* _Extract_:
————

In the research carried out at RRIM, transgenic rubber plants have successfully synthesised in the latex a bacterial enzyme (beta-glucuronidase or GUS) and a mouse antibody fragment. Significantly, these proteins are functional proteins in that their operational characteristics are retained. The recombinant GUS protein shows its characteristic enzymic properties when supplied with its designated substrate, while the antibody fragment is immuno-reactive to its matching antigenic protein. In the most recent experiments, transgenic Hevea has produced a human protein - human serum albumin - in its latex. Experiments with other valuable proteins are in the pipeline.

Towards cost-efficient production of affordable proteins
Its obvious commercial potential notwithstanding, the production of recombinant proteins from transgenic Hevea is not about profit making alone. Cost-efficient production by transgenic plants can alter the economics of recombinant protein synthesis. For example, hitherto prohibitively expensive chemotherapy could be brought within reach of the man in the street. Commercial proteins from transgenic plants need not be confined to high-cost pharmaceuticals either. Moderate-value proteins such as industrial enzymes or proteins used in personal care products may also be harvested from engineered plants such as the rubber tree. In fact, the low cost of maintaining transgenic plants make them especially suited to high volume production of less expensive proteins that otherwise cannot be produced cost-effectively in conventional bioreactor systems.

————

* _Dataset extract_:
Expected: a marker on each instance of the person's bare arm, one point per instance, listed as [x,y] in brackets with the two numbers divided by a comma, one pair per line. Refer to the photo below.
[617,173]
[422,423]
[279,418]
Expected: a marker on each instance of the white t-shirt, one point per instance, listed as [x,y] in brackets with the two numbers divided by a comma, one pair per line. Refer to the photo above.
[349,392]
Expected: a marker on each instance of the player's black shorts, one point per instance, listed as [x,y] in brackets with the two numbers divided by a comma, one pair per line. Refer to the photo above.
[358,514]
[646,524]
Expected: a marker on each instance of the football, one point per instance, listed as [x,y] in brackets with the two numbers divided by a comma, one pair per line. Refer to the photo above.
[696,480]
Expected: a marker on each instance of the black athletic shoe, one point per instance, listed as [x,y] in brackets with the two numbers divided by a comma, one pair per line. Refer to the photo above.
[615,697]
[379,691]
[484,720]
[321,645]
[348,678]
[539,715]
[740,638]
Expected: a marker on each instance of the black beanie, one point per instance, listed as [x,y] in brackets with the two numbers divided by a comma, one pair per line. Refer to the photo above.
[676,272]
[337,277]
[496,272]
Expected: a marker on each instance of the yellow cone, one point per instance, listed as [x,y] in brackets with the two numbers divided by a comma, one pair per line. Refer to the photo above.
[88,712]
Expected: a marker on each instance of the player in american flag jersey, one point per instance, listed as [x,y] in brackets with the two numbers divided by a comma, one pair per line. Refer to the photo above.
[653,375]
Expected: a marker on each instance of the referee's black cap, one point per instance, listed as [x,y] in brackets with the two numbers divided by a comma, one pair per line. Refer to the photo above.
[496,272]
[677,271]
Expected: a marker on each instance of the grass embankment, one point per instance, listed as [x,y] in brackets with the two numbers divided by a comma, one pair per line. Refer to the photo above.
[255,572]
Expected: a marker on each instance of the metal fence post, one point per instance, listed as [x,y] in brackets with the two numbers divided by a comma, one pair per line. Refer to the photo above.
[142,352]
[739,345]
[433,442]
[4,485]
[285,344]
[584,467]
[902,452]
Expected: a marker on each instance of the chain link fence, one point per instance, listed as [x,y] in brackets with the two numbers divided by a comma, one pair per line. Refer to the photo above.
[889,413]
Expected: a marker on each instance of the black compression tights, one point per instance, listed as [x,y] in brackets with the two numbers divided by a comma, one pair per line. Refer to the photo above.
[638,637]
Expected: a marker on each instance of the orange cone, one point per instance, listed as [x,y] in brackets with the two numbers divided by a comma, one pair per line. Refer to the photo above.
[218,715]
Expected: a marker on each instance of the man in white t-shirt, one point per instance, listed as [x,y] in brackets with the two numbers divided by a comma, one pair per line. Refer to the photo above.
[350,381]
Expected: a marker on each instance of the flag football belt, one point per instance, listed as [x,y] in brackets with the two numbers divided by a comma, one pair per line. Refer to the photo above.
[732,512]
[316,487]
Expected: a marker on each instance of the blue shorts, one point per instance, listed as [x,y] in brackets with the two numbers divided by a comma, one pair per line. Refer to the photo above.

————

* _Work instruction 1_:
For each of the statements (a), (b) and (c), state whether it agrees with the extract on transgenic rubber plants, answering yes or no and quoting the deciding words of the extract.
(a) The recombinant GUS protein lost its enzymic properties.
(b) Transgenic Hevea has produced human serum albumin in its latex.
(c) Proteins from transgenic plants are limited to high-cost pharmaceuticals.
* _Work instruction 2_:
Using the extract on transgenic rubber plants, answer each question briefly.
(a) Where was the research carried out?
(b) From what animal did the antibody fragment come?
(c) What two examples of moderate-value proteins are named?

* _Answer box 1_:
(a) No: "The recombinant GUS protein shows its characteristic enzymic properties when supplied with its designated substrate"
(b) Yes: "transgenic Hevea has produced a human protein - human serum albumin - in its latex"
(c) No: "Commercial proteins from transgenic plants need not be confined to high-cost pharmaceuticals either"

* _Answer box 2_:
(a) At RRIM.
(b) A mouse.
(c) Industrial enzymes and proteins used in personal care products.